:: Given exercise 1 ::
Translate this sentence from the forum thread about a dog pulling up grass into Spanish: "Pulling up grass is a lot of fun."

:: Reading text ::
What do you want him to be doing instead? Pulling up grass is a lot of fun.

Have him on leash or doing specific activities. Free for all play makes us feel good but isn't always the best for dogs. 

Give him appropriate settings for shredding and ripping (Cereal boxes with layers of cruumpled newspapers and kibbles...).


----------



## Ranger (Nov 11, 2009)

My brother's dog does this too! It is SO annoying. He rips up big chunks of sod and carries them around. There's big patches of sod and little tufts of sod all over my sad, bedraggled lawn. Not to mention he dug so many holes in my flowerbeds I had to build a fence around them (halfway around my yard). He's out in the backyard playing with Ranger all day and they both have free access to come into the house. I'll go out there and Ranger will be snoozing and Blue will be carrying sod around. As soon as I say "no", Blue drops it and rolls over showing me his belly. Ten minutes I come back out and he's back at it. I think part of it for him is not being challenged enough mentally. He's a smart little guy and unfortunately my brother doesn't do enough to keep him occupied mentally during the day.

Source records
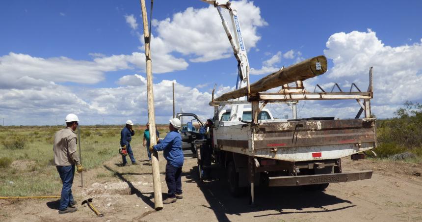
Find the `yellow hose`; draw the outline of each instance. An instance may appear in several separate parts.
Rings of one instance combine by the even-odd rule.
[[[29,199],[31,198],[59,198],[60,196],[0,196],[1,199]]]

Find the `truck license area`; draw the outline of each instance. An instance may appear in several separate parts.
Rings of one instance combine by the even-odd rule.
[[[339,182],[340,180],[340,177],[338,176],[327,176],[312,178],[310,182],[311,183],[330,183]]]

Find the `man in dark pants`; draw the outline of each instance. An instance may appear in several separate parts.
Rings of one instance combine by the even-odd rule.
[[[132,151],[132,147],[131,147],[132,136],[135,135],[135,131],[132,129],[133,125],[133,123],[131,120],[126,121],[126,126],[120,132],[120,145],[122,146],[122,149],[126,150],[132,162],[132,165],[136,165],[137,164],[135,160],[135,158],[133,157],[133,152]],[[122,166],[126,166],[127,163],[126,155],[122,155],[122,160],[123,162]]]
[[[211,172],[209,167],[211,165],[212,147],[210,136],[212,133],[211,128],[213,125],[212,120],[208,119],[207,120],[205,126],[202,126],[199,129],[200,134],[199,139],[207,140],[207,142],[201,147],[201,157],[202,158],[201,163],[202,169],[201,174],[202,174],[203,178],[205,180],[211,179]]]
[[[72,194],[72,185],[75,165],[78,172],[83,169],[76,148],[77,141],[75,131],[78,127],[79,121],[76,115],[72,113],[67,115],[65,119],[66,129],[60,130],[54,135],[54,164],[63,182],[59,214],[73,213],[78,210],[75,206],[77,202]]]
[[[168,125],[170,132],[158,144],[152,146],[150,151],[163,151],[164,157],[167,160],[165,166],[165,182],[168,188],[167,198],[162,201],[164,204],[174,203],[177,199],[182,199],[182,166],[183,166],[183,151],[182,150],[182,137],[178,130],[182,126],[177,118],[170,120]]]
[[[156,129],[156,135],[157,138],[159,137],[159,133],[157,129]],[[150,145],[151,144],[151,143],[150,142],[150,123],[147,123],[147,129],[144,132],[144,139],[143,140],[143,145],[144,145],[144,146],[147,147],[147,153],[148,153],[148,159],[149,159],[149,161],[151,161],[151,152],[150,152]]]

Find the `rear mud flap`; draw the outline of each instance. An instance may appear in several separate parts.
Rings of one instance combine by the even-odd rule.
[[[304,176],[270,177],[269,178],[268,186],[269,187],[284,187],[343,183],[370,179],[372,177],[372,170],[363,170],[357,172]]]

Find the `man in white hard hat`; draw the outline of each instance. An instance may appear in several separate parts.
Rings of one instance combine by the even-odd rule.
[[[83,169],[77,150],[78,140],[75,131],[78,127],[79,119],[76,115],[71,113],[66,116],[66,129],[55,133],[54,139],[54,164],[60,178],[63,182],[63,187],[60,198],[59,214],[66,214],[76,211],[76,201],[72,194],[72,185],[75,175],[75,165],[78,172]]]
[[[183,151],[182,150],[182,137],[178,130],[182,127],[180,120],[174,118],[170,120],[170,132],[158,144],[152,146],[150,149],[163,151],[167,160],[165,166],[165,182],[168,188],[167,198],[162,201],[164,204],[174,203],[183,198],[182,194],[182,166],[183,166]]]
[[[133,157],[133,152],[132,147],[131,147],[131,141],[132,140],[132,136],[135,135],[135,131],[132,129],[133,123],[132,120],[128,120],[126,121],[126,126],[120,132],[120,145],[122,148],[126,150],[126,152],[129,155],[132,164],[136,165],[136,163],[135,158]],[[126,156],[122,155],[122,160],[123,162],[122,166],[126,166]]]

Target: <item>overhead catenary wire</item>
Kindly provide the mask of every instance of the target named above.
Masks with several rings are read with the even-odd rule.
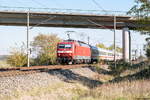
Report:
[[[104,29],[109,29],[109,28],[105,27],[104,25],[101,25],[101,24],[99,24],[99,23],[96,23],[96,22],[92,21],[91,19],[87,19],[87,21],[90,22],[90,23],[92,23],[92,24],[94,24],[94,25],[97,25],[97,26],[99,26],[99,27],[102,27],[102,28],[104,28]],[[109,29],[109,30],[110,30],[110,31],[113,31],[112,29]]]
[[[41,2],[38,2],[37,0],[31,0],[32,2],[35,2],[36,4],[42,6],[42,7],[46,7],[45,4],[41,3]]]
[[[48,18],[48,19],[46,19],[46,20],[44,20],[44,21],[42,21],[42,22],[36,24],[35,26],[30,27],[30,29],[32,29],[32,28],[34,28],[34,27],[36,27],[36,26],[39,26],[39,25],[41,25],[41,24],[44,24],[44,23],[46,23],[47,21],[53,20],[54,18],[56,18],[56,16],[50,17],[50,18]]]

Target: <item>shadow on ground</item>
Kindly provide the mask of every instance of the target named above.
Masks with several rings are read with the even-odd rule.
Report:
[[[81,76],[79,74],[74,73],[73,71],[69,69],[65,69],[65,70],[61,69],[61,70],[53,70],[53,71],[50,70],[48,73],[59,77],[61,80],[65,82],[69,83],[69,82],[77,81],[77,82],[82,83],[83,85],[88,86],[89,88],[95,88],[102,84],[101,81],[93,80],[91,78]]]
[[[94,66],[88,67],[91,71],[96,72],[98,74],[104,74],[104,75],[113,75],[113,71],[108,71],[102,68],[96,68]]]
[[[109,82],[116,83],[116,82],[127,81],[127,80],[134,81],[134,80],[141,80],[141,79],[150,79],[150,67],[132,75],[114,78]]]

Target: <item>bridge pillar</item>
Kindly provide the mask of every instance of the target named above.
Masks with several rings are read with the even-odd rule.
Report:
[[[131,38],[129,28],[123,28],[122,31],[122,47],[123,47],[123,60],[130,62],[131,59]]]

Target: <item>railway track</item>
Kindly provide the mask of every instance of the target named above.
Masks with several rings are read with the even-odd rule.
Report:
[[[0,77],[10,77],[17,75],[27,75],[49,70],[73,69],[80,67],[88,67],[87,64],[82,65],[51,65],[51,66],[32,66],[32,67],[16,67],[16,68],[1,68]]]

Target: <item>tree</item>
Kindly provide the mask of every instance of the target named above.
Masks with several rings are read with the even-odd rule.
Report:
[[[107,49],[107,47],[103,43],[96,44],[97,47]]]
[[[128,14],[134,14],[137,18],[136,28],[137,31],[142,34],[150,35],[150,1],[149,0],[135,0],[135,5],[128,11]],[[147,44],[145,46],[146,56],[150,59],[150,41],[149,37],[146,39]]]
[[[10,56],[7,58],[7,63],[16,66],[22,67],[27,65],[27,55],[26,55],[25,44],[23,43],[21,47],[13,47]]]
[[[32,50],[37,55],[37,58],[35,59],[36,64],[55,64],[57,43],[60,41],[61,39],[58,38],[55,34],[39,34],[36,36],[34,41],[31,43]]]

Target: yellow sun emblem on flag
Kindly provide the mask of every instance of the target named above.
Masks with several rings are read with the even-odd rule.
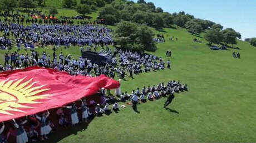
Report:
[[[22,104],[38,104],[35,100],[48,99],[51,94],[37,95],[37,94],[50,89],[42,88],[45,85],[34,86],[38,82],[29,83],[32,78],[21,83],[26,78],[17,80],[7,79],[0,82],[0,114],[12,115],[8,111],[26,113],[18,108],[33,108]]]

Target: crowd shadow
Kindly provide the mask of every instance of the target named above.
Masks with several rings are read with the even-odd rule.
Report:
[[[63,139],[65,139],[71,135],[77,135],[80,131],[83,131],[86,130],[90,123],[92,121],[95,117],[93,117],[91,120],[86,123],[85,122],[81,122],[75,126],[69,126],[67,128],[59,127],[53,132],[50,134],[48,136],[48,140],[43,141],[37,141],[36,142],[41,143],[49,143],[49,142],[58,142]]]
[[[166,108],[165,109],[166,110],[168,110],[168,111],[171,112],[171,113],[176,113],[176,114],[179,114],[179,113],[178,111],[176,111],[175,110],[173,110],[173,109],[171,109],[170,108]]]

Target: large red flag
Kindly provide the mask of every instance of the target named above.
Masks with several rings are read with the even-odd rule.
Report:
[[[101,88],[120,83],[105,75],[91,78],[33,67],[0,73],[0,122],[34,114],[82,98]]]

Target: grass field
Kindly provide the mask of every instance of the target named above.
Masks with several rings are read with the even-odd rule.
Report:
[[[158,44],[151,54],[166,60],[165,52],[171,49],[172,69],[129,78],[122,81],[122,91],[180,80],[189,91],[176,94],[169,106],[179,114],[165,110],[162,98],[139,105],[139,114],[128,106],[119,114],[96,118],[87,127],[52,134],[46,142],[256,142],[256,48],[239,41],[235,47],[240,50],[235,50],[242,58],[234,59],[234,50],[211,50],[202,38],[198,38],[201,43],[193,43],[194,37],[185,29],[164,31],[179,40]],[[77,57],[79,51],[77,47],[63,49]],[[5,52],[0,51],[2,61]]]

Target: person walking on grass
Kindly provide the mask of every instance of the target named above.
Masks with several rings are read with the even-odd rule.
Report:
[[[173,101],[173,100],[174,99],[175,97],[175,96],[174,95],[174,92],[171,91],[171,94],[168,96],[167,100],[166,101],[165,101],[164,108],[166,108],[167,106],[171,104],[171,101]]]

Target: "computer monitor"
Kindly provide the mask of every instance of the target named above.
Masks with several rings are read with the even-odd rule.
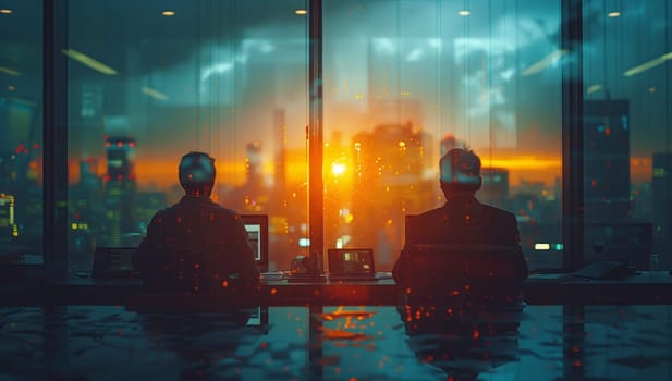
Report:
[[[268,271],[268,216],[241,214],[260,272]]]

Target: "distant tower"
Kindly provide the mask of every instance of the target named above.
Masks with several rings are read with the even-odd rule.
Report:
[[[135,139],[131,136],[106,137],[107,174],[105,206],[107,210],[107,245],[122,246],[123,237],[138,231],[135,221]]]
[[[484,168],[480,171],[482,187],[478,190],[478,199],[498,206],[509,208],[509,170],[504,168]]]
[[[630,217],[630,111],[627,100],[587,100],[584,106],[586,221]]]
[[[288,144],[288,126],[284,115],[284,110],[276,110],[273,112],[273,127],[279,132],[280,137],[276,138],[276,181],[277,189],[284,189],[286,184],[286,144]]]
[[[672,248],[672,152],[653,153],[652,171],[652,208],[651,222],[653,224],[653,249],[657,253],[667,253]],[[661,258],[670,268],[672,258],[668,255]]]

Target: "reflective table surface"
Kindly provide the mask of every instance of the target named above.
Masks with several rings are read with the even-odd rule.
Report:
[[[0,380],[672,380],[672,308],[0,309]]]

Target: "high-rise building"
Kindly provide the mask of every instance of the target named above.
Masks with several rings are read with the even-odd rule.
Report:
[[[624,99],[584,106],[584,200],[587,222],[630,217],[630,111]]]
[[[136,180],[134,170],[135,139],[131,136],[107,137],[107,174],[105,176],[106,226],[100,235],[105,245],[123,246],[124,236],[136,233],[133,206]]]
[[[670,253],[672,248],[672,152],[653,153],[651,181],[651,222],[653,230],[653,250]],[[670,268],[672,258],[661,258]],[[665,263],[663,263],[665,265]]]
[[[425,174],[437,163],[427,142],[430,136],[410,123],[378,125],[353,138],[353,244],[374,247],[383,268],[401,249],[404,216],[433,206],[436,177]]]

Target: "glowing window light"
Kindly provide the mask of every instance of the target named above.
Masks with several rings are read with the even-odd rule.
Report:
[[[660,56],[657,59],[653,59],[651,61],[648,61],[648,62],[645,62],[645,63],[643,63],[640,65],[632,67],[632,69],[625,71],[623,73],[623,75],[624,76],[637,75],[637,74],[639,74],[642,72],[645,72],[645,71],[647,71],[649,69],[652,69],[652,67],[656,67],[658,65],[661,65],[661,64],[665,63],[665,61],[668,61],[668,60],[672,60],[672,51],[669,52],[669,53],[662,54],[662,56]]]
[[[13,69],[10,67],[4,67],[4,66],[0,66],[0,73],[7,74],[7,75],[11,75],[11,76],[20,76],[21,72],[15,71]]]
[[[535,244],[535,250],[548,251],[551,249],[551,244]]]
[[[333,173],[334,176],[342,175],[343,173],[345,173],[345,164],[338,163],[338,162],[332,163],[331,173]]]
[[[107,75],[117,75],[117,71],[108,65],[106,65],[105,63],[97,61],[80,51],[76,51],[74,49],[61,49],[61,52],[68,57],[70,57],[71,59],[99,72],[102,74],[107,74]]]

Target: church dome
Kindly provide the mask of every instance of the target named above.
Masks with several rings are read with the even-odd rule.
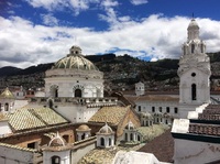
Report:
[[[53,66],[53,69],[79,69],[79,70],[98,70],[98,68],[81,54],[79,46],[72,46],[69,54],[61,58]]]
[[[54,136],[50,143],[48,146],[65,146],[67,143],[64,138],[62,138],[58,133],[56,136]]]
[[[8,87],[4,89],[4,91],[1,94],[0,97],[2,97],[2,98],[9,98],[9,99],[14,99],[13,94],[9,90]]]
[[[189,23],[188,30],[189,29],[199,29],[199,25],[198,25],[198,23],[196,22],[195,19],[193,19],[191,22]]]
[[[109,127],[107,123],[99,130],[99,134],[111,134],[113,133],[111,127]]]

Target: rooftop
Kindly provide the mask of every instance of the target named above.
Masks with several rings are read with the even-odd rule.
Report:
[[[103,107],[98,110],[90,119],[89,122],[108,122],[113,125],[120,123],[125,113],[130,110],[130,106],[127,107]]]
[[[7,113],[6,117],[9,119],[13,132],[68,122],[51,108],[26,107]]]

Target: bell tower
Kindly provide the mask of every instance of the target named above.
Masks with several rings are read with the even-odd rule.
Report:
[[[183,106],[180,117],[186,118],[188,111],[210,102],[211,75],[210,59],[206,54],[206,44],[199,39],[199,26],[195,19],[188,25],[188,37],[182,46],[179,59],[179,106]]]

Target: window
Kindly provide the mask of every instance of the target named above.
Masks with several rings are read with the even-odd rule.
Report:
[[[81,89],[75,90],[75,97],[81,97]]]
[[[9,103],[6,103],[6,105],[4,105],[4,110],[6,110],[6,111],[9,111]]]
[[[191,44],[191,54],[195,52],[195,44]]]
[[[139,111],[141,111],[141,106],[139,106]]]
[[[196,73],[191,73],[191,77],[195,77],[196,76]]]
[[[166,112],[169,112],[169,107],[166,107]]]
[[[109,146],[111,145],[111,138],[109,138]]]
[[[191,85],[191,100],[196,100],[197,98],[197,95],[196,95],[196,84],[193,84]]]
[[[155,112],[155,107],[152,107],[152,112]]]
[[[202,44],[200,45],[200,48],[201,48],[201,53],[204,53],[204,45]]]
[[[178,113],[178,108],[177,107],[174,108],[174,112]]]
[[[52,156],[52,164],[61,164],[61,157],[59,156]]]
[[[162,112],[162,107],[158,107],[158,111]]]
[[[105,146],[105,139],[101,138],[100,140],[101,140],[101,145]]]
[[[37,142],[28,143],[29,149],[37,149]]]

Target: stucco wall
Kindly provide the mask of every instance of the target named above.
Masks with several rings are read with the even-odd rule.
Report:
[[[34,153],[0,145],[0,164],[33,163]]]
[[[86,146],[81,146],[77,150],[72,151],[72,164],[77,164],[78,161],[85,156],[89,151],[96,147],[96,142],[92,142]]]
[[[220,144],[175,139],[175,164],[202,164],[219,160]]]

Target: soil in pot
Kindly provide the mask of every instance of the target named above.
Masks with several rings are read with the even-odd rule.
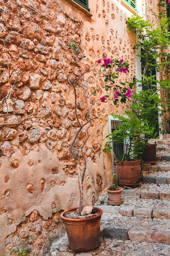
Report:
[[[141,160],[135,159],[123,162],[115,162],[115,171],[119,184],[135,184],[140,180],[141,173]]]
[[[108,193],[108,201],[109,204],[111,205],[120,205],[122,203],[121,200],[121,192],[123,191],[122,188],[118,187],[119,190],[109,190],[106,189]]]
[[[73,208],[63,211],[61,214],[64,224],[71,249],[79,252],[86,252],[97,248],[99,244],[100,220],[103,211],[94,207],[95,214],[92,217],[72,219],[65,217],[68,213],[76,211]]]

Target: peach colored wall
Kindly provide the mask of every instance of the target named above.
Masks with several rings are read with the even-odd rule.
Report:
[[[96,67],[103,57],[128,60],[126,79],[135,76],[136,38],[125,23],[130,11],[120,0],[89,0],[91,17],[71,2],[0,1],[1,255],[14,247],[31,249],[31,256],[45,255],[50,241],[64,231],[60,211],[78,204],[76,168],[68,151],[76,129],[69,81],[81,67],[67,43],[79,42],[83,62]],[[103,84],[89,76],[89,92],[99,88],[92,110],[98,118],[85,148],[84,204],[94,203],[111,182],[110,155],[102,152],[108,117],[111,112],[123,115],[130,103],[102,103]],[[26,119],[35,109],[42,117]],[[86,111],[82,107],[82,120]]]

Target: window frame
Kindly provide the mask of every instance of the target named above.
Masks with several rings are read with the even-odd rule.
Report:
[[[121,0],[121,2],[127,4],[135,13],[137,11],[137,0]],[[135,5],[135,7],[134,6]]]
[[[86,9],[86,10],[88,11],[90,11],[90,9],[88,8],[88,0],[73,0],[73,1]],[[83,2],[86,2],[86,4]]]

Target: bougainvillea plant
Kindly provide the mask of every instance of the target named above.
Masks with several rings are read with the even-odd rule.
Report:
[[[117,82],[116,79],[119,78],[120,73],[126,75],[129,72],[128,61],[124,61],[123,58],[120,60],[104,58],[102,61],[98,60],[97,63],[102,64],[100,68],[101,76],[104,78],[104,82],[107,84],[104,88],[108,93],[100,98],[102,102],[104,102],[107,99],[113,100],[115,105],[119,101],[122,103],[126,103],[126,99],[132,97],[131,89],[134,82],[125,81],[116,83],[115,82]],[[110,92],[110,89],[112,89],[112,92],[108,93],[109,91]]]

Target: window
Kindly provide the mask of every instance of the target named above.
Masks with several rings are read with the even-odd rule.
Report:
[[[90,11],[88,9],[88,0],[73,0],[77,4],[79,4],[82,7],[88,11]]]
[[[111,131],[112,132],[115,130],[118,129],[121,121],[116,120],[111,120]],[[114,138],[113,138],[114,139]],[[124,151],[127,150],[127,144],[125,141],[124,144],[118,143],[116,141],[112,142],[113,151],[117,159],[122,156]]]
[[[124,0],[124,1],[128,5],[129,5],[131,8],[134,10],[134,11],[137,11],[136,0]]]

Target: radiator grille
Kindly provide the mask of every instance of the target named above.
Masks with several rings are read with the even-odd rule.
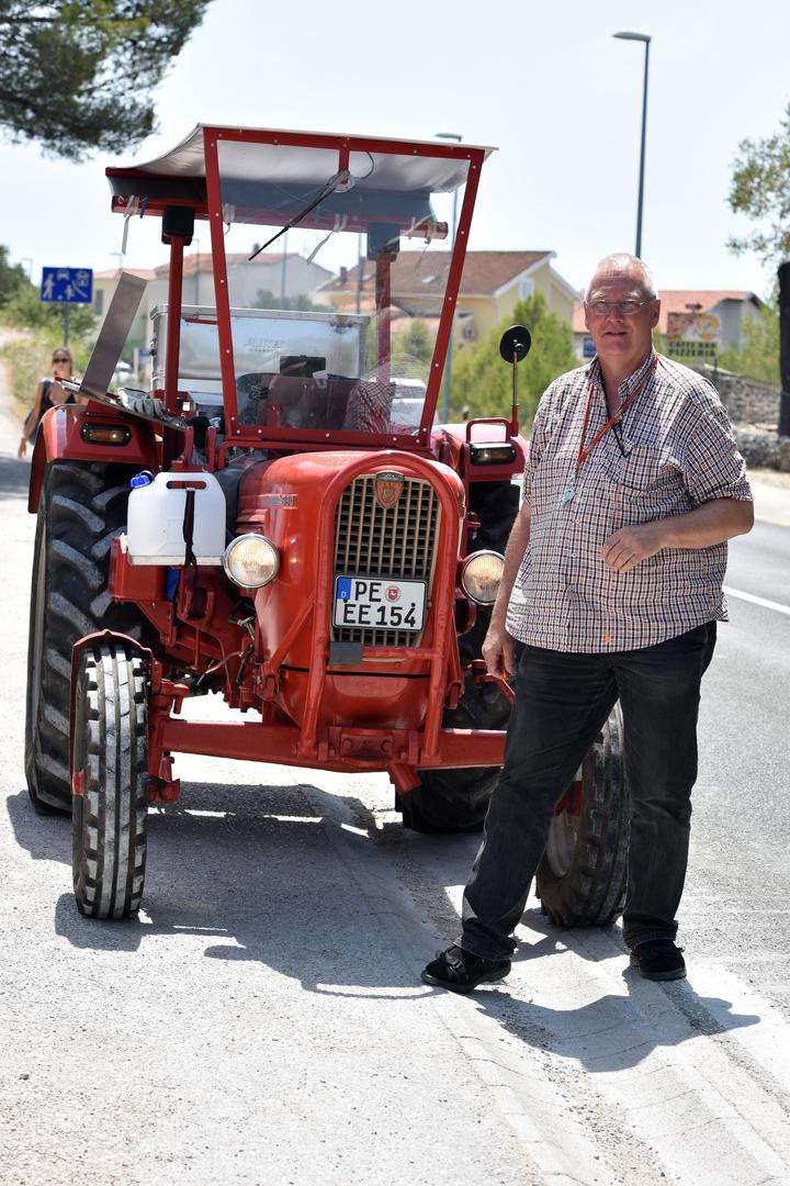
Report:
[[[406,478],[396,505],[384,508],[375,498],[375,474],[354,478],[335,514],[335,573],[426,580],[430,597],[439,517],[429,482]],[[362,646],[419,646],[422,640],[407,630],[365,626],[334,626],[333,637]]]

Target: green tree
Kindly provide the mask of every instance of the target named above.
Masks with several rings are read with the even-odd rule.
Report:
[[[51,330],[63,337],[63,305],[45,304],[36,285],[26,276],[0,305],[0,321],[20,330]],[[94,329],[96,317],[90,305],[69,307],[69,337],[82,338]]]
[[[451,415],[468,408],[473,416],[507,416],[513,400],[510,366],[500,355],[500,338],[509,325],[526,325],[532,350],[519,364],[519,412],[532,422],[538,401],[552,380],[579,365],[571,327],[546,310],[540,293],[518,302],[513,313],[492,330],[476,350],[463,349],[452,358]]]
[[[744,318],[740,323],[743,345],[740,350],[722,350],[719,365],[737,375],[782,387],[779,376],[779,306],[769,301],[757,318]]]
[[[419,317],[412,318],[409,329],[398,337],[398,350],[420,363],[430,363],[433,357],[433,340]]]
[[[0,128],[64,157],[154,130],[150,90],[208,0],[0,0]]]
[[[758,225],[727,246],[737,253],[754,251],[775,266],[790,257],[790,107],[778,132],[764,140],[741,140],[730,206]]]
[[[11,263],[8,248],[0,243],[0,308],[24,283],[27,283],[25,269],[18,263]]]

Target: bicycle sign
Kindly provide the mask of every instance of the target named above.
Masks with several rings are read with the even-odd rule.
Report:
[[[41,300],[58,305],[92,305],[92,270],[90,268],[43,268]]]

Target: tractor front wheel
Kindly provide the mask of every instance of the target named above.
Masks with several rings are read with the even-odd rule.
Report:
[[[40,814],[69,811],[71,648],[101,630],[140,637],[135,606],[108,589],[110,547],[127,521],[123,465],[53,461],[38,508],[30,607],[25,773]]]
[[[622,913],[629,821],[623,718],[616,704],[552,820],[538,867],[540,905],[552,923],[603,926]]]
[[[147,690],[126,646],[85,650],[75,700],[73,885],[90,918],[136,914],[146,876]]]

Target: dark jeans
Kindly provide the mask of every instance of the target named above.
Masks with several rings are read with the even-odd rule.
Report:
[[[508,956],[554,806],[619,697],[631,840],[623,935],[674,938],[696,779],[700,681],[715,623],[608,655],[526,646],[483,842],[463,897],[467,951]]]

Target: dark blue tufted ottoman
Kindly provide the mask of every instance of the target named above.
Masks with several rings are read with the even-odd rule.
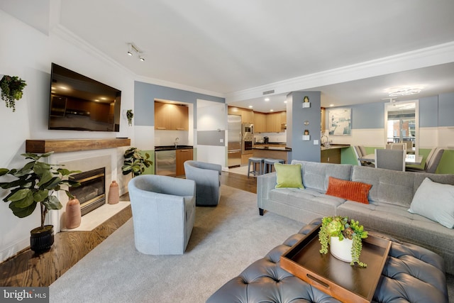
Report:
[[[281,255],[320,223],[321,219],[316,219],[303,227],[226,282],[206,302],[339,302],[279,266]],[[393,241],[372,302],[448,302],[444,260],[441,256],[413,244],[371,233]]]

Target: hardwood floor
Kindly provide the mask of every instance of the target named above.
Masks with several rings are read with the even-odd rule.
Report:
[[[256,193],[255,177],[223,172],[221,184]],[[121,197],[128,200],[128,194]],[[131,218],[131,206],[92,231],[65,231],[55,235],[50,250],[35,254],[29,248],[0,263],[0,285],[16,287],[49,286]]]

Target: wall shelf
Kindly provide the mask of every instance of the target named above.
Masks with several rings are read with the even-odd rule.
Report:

:: Given exercise 2 ::
Recast the lines of the records from the one holding "Target: hardwood floor" through the end of the records, inclusive, as a numbered list, leaving out blank lines.

:: Full output 1 ::
Arrancar el césped es muy divertido.

:: Full output 2 ::
1. Target: hardwood floor
2. Kindly provide the mask of every instance of the target named above.
3. Masks with several rings are read with the even-odd rule.
4. Report:
5. [[[256,193],[255,177],[223,172],[221,184]],[[121,197],[128,200],[128,194]],[[131,218],[131,206],[92,231],[65,231],[55,235],[50,250],[35,254],[29,248],[0,263],[0,285],[16,287],[49,286]]]
6. Target: wall shelf
7. Kindly provide the mask of every instance of the target named above.
8. Masks with several rings are read with the even-odd rule.
9. Report:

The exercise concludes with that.